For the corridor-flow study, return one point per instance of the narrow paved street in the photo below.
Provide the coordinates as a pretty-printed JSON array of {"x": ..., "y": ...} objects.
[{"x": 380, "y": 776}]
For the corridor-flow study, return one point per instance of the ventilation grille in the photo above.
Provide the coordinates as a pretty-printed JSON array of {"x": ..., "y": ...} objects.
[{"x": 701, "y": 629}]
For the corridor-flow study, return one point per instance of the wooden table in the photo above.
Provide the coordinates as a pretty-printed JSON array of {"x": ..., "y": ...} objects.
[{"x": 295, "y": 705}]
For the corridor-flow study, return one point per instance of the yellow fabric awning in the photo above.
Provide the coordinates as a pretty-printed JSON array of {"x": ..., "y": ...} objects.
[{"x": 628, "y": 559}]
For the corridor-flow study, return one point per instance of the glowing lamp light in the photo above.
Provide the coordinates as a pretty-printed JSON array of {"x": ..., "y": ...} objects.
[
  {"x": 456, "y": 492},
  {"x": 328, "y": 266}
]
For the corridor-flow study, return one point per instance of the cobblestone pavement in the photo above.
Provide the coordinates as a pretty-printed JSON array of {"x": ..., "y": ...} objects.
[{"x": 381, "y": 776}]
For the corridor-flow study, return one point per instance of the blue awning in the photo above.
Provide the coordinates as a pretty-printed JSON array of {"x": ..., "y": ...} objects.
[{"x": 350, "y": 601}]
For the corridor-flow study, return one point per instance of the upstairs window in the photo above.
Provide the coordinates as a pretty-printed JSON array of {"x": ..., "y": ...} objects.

- [WORK REQUEST]:
Counting only lines that hold "return", state how many appear in the records, and give nothing but the number.

- [ANSWER]:
8